- [Data to use]:
--*--
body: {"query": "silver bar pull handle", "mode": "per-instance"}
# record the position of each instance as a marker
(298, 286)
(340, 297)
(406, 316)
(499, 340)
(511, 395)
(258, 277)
--*--
- [Assignment]: Each entry is to be output exactly as it was written.

- [Exercise answer]:
body: {"query": "silver bar pull handle", "mode": "per-instance"}
# record the position of each instance as a marker
(298, 286)
(340, 297)
(406, 316)
(499, 340)
(511, 395)
(258, 277)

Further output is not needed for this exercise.